▸ Problem to work on: Set down all of the data that follows word for word, without the images.

[Image location labeling entries]

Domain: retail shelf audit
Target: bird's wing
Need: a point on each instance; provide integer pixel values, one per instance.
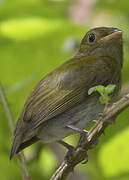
(62, 89)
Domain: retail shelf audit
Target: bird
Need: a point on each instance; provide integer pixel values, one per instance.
(59, 105)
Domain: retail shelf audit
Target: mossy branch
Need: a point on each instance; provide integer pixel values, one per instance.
(78, 154)
(20, 156)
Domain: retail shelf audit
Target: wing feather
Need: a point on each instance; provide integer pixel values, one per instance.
(64, 88)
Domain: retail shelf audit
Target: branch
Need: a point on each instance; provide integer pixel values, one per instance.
(78, 154)
(20, 156)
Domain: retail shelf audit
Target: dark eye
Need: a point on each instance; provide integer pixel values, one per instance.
(91, 38)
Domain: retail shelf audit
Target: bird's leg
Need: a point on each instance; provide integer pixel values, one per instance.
(68, 146)
(82, 136)
(82, 132)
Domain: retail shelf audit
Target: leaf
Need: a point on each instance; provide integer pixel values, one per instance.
(103, 91)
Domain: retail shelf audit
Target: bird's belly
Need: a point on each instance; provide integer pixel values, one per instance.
(80, 116)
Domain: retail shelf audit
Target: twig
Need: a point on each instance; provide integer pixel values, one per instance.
(78, 154)
(20, 156)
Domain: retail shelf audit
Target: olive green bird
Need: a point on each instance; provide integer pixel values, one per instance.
(60, 105)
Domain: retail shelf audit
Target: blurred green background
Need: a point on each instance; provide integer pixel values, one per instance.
(35, 37)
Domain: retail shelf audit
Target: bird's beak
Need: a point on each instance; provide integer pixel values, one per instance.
(117, 34)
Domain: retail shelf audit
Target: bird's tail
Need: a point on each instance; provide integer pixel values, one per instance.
(16, 143)
(18, 146)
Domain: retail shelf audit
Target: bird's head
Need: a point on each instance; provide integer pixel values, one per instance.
(103, 41)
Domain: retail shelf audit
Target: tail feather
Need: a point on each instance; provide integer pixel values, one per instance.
(16, 143)
(18, 146)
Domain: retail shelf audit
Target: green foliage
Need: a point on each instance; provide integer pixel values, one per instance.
(104, 92)
(32, 35)
(114, 155)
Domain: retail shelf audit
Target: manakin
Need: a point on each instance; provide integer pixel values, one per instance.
(60, 105)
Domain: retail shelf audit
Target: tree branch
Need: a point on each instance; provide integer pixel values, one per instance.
(20, 156)
(78, 154)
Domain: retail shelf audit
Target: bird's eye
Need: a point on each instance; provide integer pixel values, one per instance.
(91, 38)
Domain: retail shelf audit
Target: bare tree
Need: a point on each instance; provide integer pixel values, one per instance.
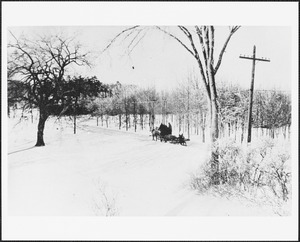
(199, 41)
(41, 65)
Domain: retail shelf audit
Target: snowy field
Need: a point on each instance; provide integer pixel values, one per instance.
(108, 172)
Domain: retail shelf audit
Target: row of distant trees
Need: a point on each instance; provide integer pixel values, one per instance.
(271, 108)
(38, 72)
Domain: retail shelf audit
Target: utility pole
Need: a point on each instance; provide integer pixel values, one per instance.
(253, 58)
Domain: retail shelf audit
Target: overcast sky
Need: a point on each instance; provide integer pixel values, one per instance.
(160, 61)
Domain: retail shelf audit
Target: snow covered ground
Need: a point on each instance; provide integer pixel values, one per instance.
(107, 172)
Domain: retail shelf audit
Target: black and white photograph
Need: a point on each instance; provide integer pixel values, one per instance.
(148, 121)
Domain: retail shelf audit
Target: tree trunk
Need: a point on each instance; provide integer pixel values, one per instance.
(41, 125)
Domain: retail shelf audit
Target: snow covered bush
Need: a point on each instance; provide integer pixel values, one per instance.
(104, 203)
(262, 168)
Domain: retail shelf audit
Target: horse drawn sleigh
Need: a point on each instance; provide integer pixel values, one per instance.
(164, 133)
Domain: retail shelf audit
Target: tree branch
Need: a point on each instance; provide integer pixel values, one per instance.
(232, 31)
(174, 37)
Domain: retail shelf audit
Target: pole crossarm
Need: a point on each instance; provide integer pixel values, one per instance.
(254, 58)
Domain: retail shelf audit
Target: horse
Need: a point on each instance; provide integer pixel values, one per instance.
(155, 133)
(181, 139)
(164, 130)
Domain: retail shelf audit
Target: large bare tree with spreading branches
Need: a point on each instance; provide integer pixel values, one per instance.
(199, 42)
(41, 66)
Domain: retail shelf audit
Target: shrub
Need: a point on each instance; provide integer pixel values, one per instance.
(261, 168)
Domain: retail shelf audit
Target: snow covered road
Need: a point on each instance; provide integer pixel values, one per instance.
(108, 172)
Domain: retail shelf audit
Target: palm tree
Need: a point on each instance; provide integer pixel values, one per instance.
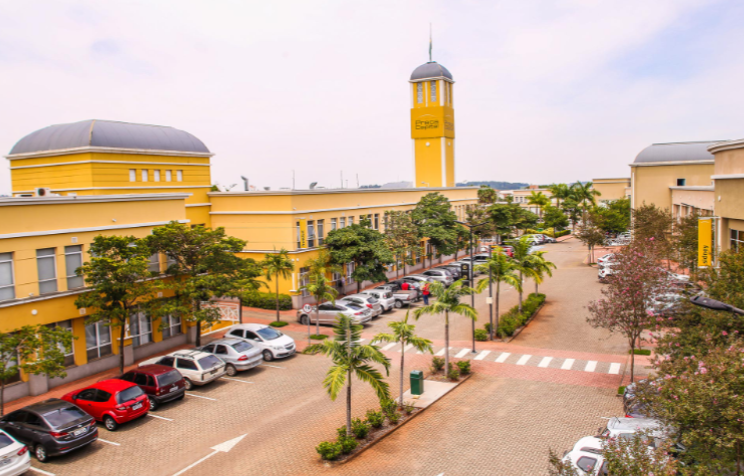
(278, 265)
(403, 334)
(448, 301)
(351, 357)
(500, 269)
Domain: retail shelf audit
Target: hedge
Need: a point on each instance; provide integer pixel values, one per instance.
(268, 301)
(509, 322)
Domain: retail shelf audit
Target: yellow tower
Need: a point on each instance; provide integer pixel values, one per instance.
(433, 126)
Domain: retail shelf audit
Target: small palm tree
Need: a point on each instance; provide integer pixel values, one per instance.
(278, 265)
(403, 334)
(448, 301)
(349, 358)
(500, 269)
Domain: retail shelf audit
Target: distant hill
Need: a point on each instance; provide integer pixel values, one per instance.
(496, 185)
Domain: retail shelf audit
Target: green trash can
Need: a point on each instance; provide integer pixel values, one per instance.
(417, 382)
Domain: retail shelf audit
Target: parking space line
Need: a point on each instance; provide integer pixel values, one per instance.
(109, 442)
(199, 396)
(158, 416)
(482, 355)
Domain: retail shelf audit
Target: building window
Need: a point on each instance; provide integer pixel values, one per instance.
(171, 326)
(73, 260)
(140, 328)
(321, 224)
(47, 267)
(7, 288)
(97, 340)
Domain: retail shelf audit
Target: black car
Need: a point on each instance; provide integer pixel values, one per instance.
(51, 428)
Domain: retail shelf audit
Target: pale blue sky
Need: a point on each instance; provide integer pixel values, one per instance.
(546, 91)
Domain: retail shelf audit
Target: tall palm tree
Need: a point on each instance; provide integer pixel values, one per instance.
(448, 301)
(403, 333)
(349, 358)
(277, 265)
(500, 269)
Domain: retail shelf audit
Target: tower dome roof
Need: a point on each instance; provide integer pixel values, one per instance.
(430, 70)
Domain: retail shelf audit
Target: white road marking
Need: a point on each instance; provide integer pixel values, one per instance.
(199, 396)
(236, 379)
(567, 364)
(503, 357)
(222, 447)
(109, 442)
(158, 416)
(482, 355)
(41, 471)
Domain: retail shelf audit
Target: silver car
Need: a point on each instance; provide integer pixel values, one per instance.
(327, 313)
(237, 354)
(364, 300)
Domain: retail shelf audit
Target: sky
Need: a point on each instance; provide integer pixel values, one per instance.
(546, 91)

▸ Output of the task:
Domain: retail shelf audit
Target: bird's wing
Need: a point on each instance; provide integer pixel values, one per instance.
(62, 89)
Domain: retail shelf audit
Target: bird
Need: a point on each instance; provide integer pixel values, one per instance.
(59, 105)
Domain: retail shelf audit
Target: mossy branch
Need: a point on each instance; provide integer pixel values, one per instance.
(78, 154)
(20, 156)
Domain: retail shelf audit
Target: wing feather
Need: a point on each instance; provide integer pixel values, one per instance.
(64, 88)
Domain: retail shelf audit
Target: branch
Need: a point on each instance; provide integer pixel values, one per instance.
(78, 154)
(20, 156)
Domain: retail shelf audit
Target: dark eye
Need: a point on each instance; provide integer pixel values, one per instance.
(91, 38)
Domain: retail shelf audit
Target: bird's leg
Need: a point on each instance; provide integer pixel values, one per instance.
(68, 146)
(82, 136)
(82, 132)
Domain: retail shelf audit
Target: leaf
Need: a point on each instance; provide integer pixel values, one per instance.
(103, 91)
Domain: retail shelf audit
Target: bird's belly
Need: a point on each instance; provide integer pixel values, one per instance.
(80, 116)
Domain: retail shelf audit
Target: twig
Need: a point on each instance; provide integer pixel values, one per instance.
(78, 154)
(20, 156)
Domain: retail shelf audit
Target: olive green bird
Need: a point on each instance; provide integer pixel values, one per instance.
(60, 105)
Domain: retail shelf audit
Target: blurred green background
Need: a point on each instance; provide integer pixel values, one per instance.
(35, 37)
Domain: retail shelf audit
Target: bird's beak
Need: a point on each instance; provide integer pixel values, one per instance.
(117, 34)
Domain: retail shelf audit
Target: bird's tail
Need: a point on each instance; provide integer pixel values, one per instance.
(16, 143)
(18, 146)
Domain: retail shelf audit
Target: bird's head
Need: a point on each instance; provide integer pixel values, one per instance.
(103, 41)
Domain: retail shelf audit
Target: tail feather
Need: a point on each instance; provide integer pixel values, one per instance.
(16, 143)
(18, 146)
Domain: retail shelf audit
Target: green foliage
Need: a point on each instance; provide integer pixel values, one per instance.
(104, 92)
(32, 35)
(114, 155)
Domain: retail shelf audit
Target: manakin
Need: a point on each instance; provide integer pixel values, one per instance.
(60, 105)
Domain: retail shelf audit
Target: tree branch
Need: a point on each instance; provide integer pixel values, one per instance.
(20, 156)
(78, 154)
Domain: retail shelf audit
Target: bird's eye
Need: a point on each instance; provide integer pixel values, one per instance.
(91, 38)
Domain: retail shelf audit
Target: bare tree
Need: a point on each instance; provide integer pixel values, one per instance.
(199, 41)
(41, 65)
Domain: retail shelf audit
Target: snowy field
Need: a point on each instance; provide integer pixel values, one per instance.
(108, 172)
Domain: retail shelf audit
Target: row of distant trees
Need: a point on each instance; provide integer pixel values, one per instance.
(271, 108)
(38, 72)
Domain: retail shelf audit
Target: utility pole
Need: a point on each instance; provide integer pixel values, one per instance.
(253, 58)
Domain: retail shelf audit
Target: overcast sky
Need: a point on each instance; provide integer pixel values, one per instance.
(160, 61)
Domain: retail shelf audit
Target: snow covered ground
Need: a point on each instance; provide integer pixel values, one per instance.
(107, 172)
Domain: retail shelf audit
Target: black and white photograph
Need: a point on each instance; provide integer pixel values, one per instance.
(148, 121)
Domain: retail shelf audit
Target: tree trunk
Need: a point on each instance; provide integer pixel values, one per instance.
(41, 125)
Domain: retail shelf audit
Target: snow covered bush
Need: a point on each instance; provide integer pixel values, one per instance.
(104, 203)
(262, 168)
Domain: retail shelf audit
Target: horse drawn sleigh
Need: a point on each instance; provide integer pixel values, one per instance.
(164, 133)
Domain: retail shelf audit
Target: tree branch
Need: a point on each instance; provide integer pixel values, one per instance.
(232, 31)
(174, 37)
Domain: retail shelf audit
Target: pole crossarm
Need: a point on each instance; provide integer pixel values, one per instance.
(254, 58)
Domain: retail shelf audit
Target: horse
Need: a point on each instance; provide integer pixel values, one per instance.
(155, 133)
(181, 139)
(164, 130)
Domain: retail shelf audit
Target: large bare tree with spreading branches
Need: a point on each instance; provide integer pixel values, one per instance.
(199, 42)
(41, 66)
Domain: retail shelf audit
Target: shrub
Need: a point on each instance; provide integer pixel values, one per instance.
(261, 168)
Domain: retail shelf audit
Target: snow covered road
Need: a point on each instance; provide integer pixel values, one per instance.
(108, 172)
Domain: retail shelf audit
Target: palm tree
Need: a point on each instance; provide integer pixel values, one per instance.
(278, 265)
(403, 334)
(448, 301)
(351, 357)
(500, 269)
Domain: retail shelf audit
Target: hedge
Need: a point on each instance; provide integer pixel values, one per instance.
(268, 301)
(509, 322)
Domain: retail shelf audit
Target: yellow tower
Need: a point on each instance; provide integer pixel values, one per instance.
(433, 126)
Domain: retail shelf audit
Target: small palm tree
Need: a point on each instance; provide integer pixel values, one per instance.
(278, 265)
(403, 334)
(448, 301)
(349, 358)
(500, 269)
Domain: retail shelf audit
Target: distant hill
Need: a point on each instance; provide integer pixel values, one per instance.
(496, 185)
Domain: retail shelf audit
Target: green trash can
Need: a point on each instance; provide integer pixel values, one per instance.
(417, 382)
Domain: retail shelf audit
Target: parking space line
Need: a point on each instance; provide integer pixel values, one per instance.
(109, 442)
(199, 396)
(158, 416)
(482, 355)
Domain: retail shelf audit
Target: building window
Need: a point on each instance; provide integer pixel values, one per instance.
(171, 326)
(73, 260)
(140, 328)
(321, 224)
(47, 267)
(7, 288)
(97, 340)
Domain: retail shelf audit
Target: black car
Need: a point on each instance; provide integer pixel values, one per instance.
(51, 428)
Domain: retail shelf audit
Target: pale blue sky
Need: a point on each instance; provide integer pixel values, one per instance.
(546, 91)
Domain: retail shelf audit
Target: tall palm tree
Need: a point on each instance; provide integer pixel values, one per instance.
(448, 301)
(403, 333)
(349, 358)
(277, 265)
(500, 269)
Domain: retail shelf audit
Target: tower dome roof
Need: a point on each instance; provide integer pixel values, one per instance.
(430, 70)
Domain: retail shelf audit
Target: white road marking
Need: a point on each instance; provide integer pixel values, one per instance.
(199, 396)
(236, 379)
(567, 364)
(503, 357)
(222, 447)
(109, 442)
(158, 416)
(482, 355)
(41, 471)
Domain: retail shelf audit
Target: silver car
Need: a point on each instance; provide integer pixel values, one per instance.
(327, 313)
(237, 354)
(364, 300)
Domain: retail shelf audit
Target: sky
Need: a point on each instance; provide integer pixel values, one per instance.
(546, 91)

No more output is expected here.